→ Excerpted text:
==================================================
Dissemination of Accurate Information on the Career Prospects of Young Life Scientists

Recommendation 2: The committee recommends that accurate and up-to-date information on career prospects in the life sciences and career outcome information about individual training programs be made widely available to students and faculty. Every life science department receiving federal funding for research or training should be required to provide to its prospective graduate students specific information regarding all predoctoral students enrolled in the graduate program during the preceding 10 years.

Several groups have recognized the need to provide prospective graduate students accurate and up-to-date information on career prospects. As early as 1982, a National Research Council committee studying the employment opportunities for postdoctoral fellows in all fields of science and engineering recommended that the National Science Foundation (NSF) expand its national data-gathering effort to include a survey specifically focused on career decisions of young scientists and engineers. In 1995, a report of the National Academy of Sciences' Committee on Science, Engineering, and Public Policy on graduate education in science and engineering concluded that academic departments should provide employment information and career advice to prospective and current students in a timely manner. Despite those and many other calls for better career information, most life-science students today must rely primarily on the anecdotal reports of their mentors and fellow students.

The earlier recommendations stressed the importance of information for current and prospective graduate students but this committee believes that such data would be equally valuable to faculty, university administrators, and federal policy-makers. In particular, the committee is concerned that the goals discussed here might never be achieved unless the entire life-science community understands fully the implications of the employment trends.
==================================================
→ To be done:
• A. Please output the part of the career-prospects passage from "Dissemination of Accurate" up to and including "preceding 10 years.".
• B. For each statement, decide whether the career-prospects passage supports it. Answer yes or no and quote the words that settle it.
(i) In 1982 a National Research Council committee recommended that the National Science Foundation expand its national data-gathering effort.
(ii) The 1995 report on graduate education in science and engineering came from the National Science Foundation.
(iii) Departments would have to provide information on predoctoral students enrolled during the preceding 5 years.
• C. Answer these questions using the career-prospects passage.
(i) In what year did the National Research Council committee make its recommendation?
(ii) Apart from students, which groups does the committee believe would find such data equally valuable?
(iii) What must most life-science students rely on today?

→ Entries:
==================================================
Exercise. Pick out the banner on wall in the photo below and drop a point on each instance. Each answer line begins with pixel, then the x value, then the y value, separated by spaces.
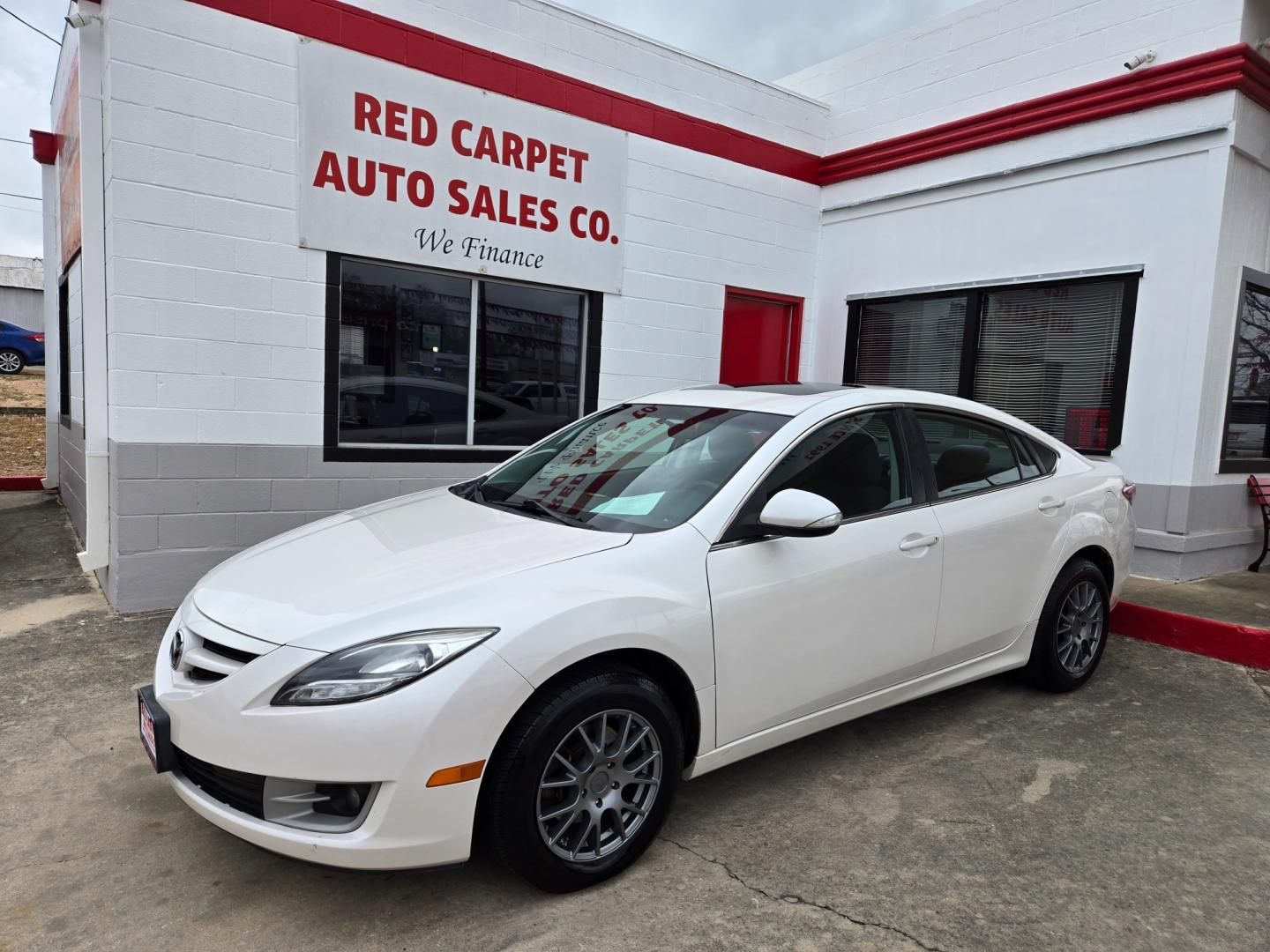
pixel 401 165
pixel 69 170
==================================================
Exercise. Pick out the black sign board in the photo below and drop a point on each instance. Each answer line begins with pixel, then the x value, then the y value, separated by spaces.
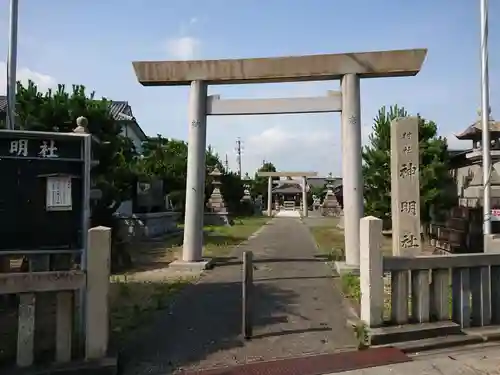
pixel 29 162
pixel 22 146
==================================================
→ Solutions:
• A.
Dissemination of Accurate Information on the Career Prospects of Young Life Scientists

Recommendation 2: The committee recommends that accurate and up-to-date information on career prospects in the life sciences and career outcome information about individual training programs be made widely available to students and faculty. Every life science department receiving federal funding for research or training should be required to provide to its prospective graduate students specific information regarding all predoctoral students enrolled in the graduate program during the preceding 10 years.

• B.
(i) Yes: "a National Research Council committee studying the employment opportunities for postdoctoral fellows in all fields of science and engineering recommended that the National Science Foundation (NSF) expand its national data-gathering effort"
(ii) No: "a report of the National Academy of Sciences' Committee on Science, Engineering, and Public Policy on graduate education in science and engineering"
(iii) No: "all predoctoral students enrolled in the graduate program during the preceding 10 years"

• C.
(i) 1982
(ii) Faculty, university administrators, and federal policy-makers
(iii) The anecdotal reports of their mentors and fellow students